-- Begin INPUT RECORDS --

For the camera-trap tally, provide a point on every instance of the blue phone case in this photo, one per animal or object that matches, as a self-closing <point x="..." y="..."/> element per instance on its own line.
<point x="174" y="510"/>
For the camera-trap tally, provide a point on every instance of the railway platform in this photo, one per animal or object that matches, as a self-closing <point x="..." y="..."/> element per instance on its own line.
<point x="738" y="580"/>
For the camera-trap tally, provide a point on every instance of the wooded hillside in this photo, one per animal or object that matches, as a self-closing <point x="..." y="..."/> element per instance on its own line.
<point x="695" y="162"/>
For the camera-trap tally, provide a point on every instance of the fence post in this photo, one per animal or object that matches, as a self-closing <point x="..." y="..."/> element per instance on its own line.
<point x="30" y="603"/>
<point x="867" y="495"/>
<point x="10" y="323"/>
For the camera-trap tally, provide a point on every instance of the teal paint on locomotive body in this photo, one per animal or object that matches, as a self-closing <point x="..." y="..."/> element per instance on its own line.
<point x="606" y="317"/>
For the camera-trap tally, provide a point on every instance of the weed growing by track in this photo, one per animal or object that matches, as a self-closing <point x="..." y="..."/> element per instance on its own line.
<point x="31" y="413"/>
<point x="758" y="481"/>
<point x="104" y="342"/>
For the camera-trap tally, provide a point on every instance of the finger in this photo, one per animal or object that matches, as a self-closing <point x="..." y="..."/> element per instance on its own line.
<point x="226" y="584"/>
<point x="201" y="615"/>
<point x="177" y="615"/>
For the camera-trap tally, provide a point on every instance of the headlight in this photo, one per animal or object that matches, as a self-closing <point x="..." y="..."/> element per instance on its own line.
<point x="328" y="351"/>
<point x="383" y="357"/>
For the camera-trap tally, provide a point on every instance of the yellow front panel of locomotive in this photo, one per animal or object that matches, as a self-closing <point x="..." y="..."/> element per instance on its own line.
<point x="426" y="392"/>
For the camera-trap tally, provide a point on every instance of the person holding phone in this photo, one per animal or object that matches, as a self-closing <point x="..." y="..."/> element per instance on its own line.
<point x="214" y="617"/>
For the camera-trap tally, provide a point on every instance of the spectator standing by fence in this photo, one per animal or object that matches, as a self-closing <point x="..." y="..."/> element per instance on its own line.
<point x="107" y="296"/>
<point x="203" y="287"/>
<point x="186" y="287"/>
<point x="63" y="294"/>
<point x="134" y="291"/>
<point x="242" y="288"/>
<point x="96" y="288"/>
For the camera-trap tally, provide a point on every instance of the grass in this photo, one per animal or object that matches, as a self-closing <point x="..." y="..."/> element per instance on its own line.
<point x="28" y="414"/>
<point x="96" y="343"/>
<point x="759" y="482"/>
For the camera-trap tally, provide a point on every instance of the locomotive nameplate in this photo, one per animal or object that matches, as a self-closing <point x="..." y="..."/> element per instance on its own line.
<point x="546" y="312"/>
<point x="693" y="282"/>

-- End INPUT RECORDS --

| DIRECTIVE |
Reproduce the whole listing above verbatim, keeping every line unchanged and in the same order.

| EXERCISE ANSWER |
For the camera-trap tally, provide a point on every instance of the blue phone case in this photo, one per animal or object that matches, as a self-closing <point x="..." y="..."/> element per instance on its own line.
<point x="174" y="510"/>
For the camera-trap tally, provide a point on every instance of the railway platform in this photo, one per animal or object that matches, as a self-closing <point x="..." y="..."/> element per instance on its own line.
<point x="738" y="580"/>
For the camera-trap tally, provide a point on every instance of the wooded hillside in this photo, one per animal or object that matches, as a self-closing <point x="..." y="..."/> element per instance on its own line.
<point x="695" y="162"/>
For the camera-trap tally, provide a point on every instance of the fence post in this photo, one per animal or object that matches, as a self-closing <point x="..." y="..."/> element per instance on its own line.
<point x="30" y="603"/>
<point x="867" y="495"/>
<point x="10" y="323"/>
For the camera-trap tally, provide a point on every instance of the teal paint on locomotive body in this photo, one per animal or object that matches, as a self-closing <point x="..." y="..."/> element per instance on its own line.
<point x="606" y="317"/>
For the camera-trap tally, provide a point on every instance of the weed growing by track in this photo, one per animal or object that matches, as a self-closing <point x="..." y="..."/> element per instance on its own line.
<point x="31" y="413"/>
<point x="758" y="481"/>
<point x="104" y="342"/>
For the camera-trap tally, provide a point on every instance of the finger in this photo, one per animal or object that matches, as a self-closing <point x="..." y="..."/> element per instance on its own line.
<point x="226" y="584"/>
<point x="201" y="615"/>
<point x="177" y="615"/>
For the camera-trap tally, provide a point on every instance of the headlight in this photo, one per animal or object that matches, as a self-closing <point x="..." y="..."/> element per instance on its own line.
<point x="328" y="351"/>
<point x="383" y="357"/>
For the camera-trap tally, provide a point on every instance of the yellow front panel of locomotive in this photo, one per animal or object that matches, as a self-closing <point x="..." y="..."/> element per instance on its own line.
<point x="426" y="392"/>
For the camera-trap tally, provide a point on every instance of the person holding phone in this photo, one per animal or object that matches, as a self-closing <point x="..." y="..."/> element per instance on its own line.
<point x="214" y="617"/>
For the camera-trap tally, provide a point on every instance of the spectator standing by fence in this photo, one per animal or object that matches, as a self-closing <point x="..." y="..."/> element per instance on its own line.
<point x="107" y="296"/>
<point x="203" y="287"/>
<point x="186" y="287"/>
<point x="63" y="294"/>
<point x="134" y="291"/>
<point x="242" y="288"/>
<point x="96" y="288"/>
For the camera-trap tally, provide a point on every instance of the grass in this photo, one per animal or object that matches, as a self-closing <point x="..." y="..."/> element per instance on its own line.
<point x="28" y="414"/>
<point x="96" y="343"/>
<point x="759" y="482"/>
For the camera-trap tally, provide a point on every instance of the locomotive nameplate in this photo, one per animal or object that matches, as a self-closing <point x="..." y="..."/> element per instance on its own line.
<point x="546" y="312"/>
<point x="693" y="282"/>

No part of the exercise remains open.